**Aufgabenstellung**
Setzen Sie die Forumsdiskussion über zwei XML-Editoren mit derselben Dateiendung nach ihrem letzten Satz fort.

**Auszug**
::::

# Zwei Editoren mit der selben Extension



## code404 (15. Feb 2011)

Hallo zusammen,

ich habe einen modifizierten XML-Editor erstellt. Dieser baut auf dem bereits existierenden XML Editor auf. 
Beide Editoren haben also als File-Extension "xml" registriert. 
Baue ich jetzt mein RCP habe ich das Problem das als Default Editor für XML Dateien (Doppelklick auf die Resource) nicht mein Editor sondern der andere Editor auf geht. Erst wenn ich mit der rechten Maustaste "Open With" mache kann ich meinen Editor auswählen. 
Gibt es eine Möglichkeit (ohne den Basis-XML-Editor zu ändern) meinen Editor als Default zu öffnen?

Besten Dank
code404


----------



## Gonzo17 (15. Feb 2011)

Das Problem hatte ich auch schonmal. Konnte es leider nicht wirklich lösen.

::::

**Daten**
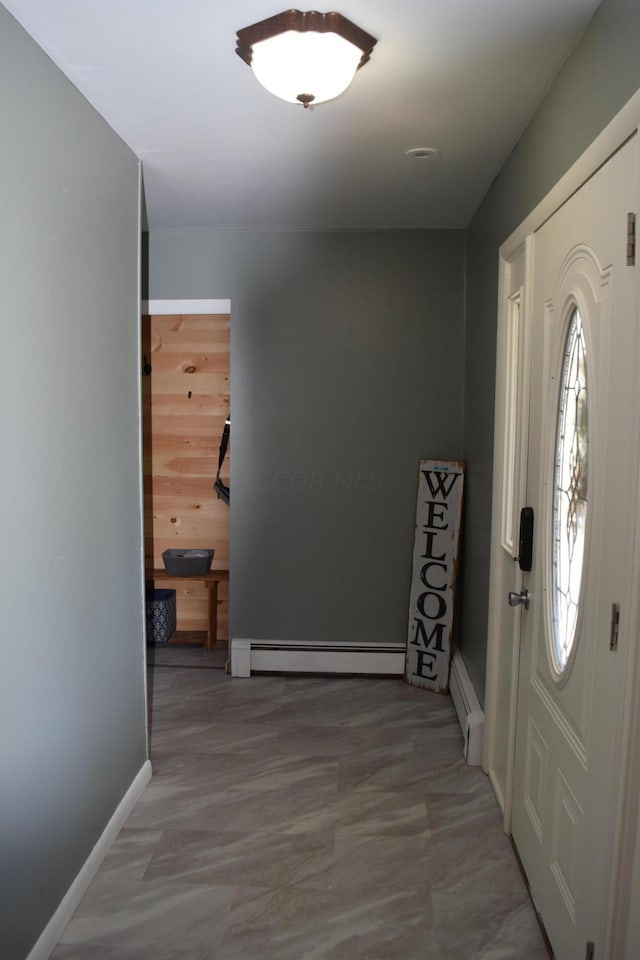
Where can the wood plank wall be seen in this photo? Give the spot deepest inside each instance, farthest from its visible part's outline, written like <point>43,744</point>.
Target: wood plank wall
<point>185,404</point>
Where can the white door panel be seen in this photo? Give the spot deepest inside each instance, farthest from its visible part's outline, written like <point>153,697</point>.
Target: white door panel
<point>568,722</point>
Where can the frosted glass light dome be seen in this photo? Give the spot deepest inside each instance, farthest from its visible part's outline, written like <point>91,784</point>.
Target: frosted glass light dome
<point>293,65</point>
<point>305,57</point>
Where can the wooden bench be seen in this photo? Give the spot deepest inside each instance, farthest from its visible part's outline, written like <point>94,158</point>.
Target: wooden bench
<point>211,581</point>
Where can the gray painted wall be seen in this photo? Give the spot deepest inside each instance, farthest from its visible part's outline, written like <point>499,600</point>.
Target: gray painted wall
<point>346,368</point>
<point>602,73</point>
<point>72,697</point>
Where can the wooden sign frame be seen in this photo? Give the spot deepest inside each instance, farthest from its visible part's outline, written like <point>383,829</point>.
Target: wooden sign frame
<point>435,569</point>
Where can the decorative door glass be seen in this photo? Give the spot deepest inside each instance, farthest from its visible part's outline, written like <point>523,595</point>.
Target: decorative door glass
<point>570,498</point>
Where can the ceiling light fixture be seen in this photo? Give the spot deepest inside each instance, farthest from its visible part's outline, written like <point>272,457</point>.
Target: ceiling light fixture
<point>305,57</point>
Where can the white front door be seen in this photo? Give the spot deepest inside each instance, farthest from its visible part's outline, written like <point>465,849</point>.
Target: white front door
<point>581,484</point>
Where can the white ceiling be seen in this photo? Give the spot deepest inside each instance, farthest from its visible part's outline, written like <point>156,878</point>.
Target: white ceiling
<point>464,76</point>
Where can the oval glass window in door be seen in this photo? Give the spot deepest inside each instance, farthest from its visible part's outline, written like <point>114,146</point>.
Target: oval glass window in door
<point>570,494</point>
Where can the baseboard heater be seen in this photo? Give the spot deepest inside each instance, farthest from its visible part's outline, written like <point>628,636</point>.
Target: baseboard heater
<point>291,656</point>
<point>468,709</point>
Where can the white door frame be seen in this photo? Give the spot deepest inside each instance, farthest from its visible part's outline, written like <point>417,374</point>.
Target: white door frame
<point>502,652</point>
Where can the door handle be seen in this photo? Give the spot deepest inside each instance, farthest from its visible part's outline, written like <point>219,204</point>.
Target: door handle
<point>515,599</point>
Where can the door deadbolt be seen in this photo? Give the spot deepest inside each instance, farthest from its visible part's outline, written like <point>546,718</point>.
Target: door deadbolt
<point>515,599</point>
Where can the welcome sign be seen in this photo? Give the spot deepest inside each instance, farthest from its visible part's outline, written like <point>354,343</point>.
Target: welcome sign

::::

**Ergebnis**
Wie du schreibst gibt es ja in den extensions eine property "default", die man auf "true" setzen muss. Das reicht aber nicht immer. Ich erinnere mich irgendwann irgendwie gesehen zu haben, dass es sowas wie "priority" gab, hab es aber jetzt nichtmehr gefunden. Das doofe war nur, dass es da dann auch wieder Willkür war, wenn zwei Editoren auf "high" bzw "highest" (kA wie es da hieß) gesetztb waren. Deswegen ist das auch recht sinnlos, sofern es eben einen anderen Editor auf höchster Priorität gibt. :bahnhof:


----------



## code404 (15. Feb 2011)

Mhh...also noch ein bisschen überlegen bin ich auf eine, leider nicht so elegante Lösung gestoßen:
Was macht RCP beim Start: es ließt alle plugin.xml Dateien aus den Jar-Files ein und baut sich seine Extensionregistry zusammen.
Die geschieht anscheinend nach dem Alphabet sortiert. 
Der Base-XML Editor ist im jar: org.eclipse... mein eigener war in org.cr...
Also wurde meine plugin.xml zuerst eingelesen und die xml-Extension wurde dann vom Eclipse-XML-Editor überschrieben.
Nenne ich jetzt mein Plugin um, so dass es Alphabetisch nach org.eclipse... kommt, ist mein Editor auch der Standard Editor.
Aber so richtig toll ist das auch nicht :-(


----------



## Gonzo17 (15. Feb 2011)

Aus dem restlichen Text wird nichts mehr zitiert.